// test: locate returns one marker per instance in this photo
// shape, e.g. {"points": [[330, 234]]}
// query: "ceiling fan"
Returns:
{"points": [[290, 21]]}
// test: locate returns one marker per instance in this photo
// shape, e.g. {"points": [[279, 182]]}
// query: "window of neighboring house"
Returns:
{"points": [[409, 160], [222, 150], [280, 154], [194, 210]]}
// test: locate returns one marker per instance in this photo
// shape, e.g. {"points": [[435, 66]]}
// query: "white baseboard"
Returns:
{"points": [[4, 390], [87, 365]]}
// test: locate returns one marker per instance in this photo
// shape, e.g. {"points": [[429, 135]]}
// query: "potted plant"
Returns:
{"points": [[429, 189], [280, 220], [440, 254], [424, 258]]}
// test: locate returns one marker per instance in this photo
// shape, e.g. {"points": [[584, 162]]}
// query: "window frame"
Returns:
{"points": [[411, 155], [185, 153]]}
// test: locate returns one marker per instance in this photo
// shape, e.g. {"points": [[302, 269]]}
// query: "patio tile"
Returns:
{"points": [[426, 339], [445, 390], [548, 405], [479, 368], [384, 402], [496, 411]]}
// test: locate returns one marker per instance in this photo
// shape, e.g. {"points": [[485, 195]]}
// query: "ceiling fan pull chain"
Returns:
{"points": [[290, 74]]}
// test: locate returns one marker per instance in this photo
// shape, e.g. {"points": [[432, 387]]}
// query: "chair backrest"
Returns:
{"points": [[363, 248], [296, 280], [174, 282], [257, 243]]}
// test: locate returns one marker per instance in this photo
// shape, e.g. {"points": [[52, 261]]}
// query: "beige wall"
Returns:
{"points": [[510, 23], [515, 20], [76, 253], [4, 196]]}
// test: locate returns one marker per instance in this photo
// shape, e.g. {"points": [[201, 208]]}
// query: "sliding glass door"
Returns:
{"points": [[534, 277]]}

...

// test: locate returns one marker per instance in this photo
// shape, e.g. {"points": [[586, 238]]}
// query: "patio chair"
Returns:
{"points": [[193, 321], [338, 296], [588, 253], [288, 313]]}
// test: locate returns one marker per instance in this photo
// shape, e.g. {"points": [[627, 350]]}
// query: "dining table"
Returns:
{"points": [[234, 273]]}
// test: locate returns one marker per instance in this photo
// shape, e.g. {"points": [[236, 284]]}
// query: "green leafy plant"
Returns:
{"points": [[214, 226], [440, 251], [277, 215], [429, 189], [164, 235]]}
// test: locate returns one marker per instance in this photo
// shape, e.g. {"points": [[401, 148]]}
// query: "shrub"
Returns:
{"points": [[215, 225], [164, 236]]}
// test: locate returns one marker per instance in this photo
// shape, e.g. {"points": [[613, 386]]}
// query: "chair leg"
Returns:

==

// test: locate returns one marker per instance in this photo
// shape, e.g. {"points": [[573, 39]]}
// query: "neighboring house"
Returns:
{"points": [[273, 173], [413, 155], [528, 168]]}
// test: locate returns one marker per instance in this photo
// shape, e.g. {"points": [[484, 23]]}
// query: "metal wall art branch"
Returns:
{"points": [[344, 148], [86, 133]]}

* **WHAT IS NEEDED**:
Copy every line of the records above that contains "chair".

* **RESPONSE TO THIS EXERCISE**:
// query: "chair backrest"
// query: "patio chair"
// query: "chair leg"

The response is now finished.